◆ What to work on: Nothing less than an exact copy of all the records is required.

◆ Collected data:

○ ○ ○

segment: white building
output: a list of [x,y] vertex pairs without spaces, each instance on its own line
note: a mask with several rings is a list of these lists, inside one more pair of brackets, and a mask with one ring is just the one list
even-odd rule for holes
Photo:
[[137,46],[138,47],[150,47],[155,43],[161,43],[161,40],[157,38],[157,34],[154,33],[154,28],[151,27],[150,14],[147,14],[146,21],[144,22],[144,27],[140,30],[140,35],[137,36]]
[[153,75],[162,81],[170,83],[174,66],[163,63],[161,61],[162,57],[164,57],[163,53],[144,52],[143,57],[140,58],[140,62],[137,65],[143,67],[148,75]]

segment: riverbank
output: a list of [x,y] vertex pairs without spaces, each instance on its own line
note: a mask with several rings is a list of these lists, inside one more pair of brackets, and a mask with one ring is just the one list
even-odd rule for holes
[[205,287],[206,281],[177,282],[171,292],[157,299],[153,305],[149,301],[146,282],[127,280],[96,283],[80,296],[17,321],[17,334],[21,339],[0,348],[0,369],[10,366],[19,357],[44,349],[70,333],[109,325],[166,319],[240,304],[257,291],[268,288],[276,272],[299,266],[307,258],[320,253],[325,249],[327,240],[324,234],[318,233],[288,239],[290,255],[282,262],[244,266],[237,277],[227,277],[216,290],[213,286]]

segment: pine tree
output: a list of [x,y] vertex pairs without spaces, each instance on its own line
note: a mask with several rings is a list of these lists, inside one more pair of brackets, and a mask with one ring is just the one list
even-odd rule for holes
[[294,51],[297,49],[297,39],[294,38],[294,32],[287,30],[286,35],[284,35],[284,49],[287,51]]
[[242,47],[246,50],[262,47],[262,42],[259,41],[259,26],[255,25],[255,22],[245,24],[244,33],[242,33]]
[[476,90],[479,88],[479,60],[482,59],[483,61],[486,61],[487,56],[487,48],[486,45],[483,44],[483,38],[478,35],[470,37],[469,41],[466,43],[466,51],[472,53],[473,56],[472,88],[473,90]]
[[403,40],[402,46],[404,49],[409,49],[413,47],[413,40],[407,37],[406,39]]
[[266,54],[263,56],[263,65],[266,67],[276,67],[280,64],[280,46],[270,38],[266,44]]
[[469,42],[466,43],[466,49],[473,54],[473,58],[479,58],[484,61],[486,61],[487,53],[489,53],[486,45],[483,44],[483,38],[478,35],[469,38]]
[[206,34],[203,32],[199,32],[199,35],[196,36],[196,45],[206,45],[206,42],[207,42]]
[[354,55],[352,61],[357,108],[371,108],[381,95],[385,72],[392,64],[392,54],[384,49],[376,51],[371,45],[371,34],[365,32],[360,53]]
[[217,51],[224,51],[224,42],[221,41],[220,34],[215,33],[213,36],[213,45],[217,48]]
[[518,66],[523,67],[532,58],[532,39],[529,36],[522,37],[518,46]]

○ ○ ○

◆ Expected answer:
segment: white building
output: a list of [x,y] vertex pairs without spaces, each instance on its own line
note: a mask with several rings is a list of these lists, inside one more pair of brackets, and a mask with one ring is just the one list
even-odd rule for holes
Photo:
[[137,46],[138,47],[150,47],[155,43],[161,43],[161,40],[157,38],[157,34],[154,33],[154,28],[151,27],[150,14],[147,14],[146,21],[144,22],[144,27],[140,30],[140,35],[137,36]]
[[153,75],[162,81],[170,83],[174,66],[163,63],[161,61],[162,57],[164,57],[163,53],[144,52],[143,57],[140,58],[140,62],[137,65],[143,67],[148,75]]

segment: riverbank
output: a list of [x,y] vertex pairs without spaces, each instance on its own line
note: a mask with several rings is a list of these lists, inside one more pair of brackets, and a mask with one ring is just the one list
even-odd rule for holes
[[205,287],[206,281],[177,282],[171,292],[157,299],[153,305],[149,301],[146,282],[127,280],[96,283],[80,296],[17,321],[17,334],[21,339],[0,348],[0,369],[10,366],[19,357],[44,349],[70,333],[109,325],[166,319],[240,304],[257,291],[268,288],[276,272],[299,266],[307,258],[320,253],[325,249],[327,240],[324,234],[318,233],[288,239],[290,255],[282,262],[244,266],[237,277],[227,277],[216,290],[213,286]]

segment: pine tree
output: a list of [x,y] vertex pairs without spaces, each instance on its own line
note: a mask with several rings is a list of these lists, inside one more pair of brackets, and a mask with one ring is just the one list
even-odd rule for holes
[[294,51],[297,49],[297,39],[294,38],[294,32],[287,30],[286,35],[284,35],[284,49],[287,51]]
[[242,47],[246,50],[262,47],[262,42],[259,41],[259,26],[255,25],[255,22],[245,24],[244,33],[242,33]]
[[476,90],[479,88],[479,60],[482,59],[483,61],[486,61],[487,56],[487,48],[486,45],[483,44],[483,38],[478,35],[470,37],[469,41],[466,43],[466,51],[472,53],[473,56],[472,88],[473,90]]
[[403,40],[402,46],[404,49],[409,49],[413,47],[413,40],[407,37],[406,39]]
[[266,54],[263,56],[263,65],[266,67],[276,67],[280,64],[280,46],[270,38],[266,44]]
[[469,42],[466,43],[466,49],[473,54],[473,58],[479,58],[484,61],[486,61],[487,53],[489,53],[486,45],[483,44],[483,38],[478,35],[469,38]]
[[206,34],[203,32],[199,32],[199,35],[196,36],[196,45],[206,45],[206,42],[207,42]]
[[354,55],[352,61],[357,108],[371,108],[381,95],[385,72],[392,64],[392,54],[384,49],[376,51],[371,45],[371,34],[365,32],[360,53]]
[[217,51],[224,51],[224,42],[221,41],[220,34],[215,33],[213,36],[213,45],[217,48]]
[[518,66],[523,67],[532,58],[532,39],[529,36],[522,37],[518,46]]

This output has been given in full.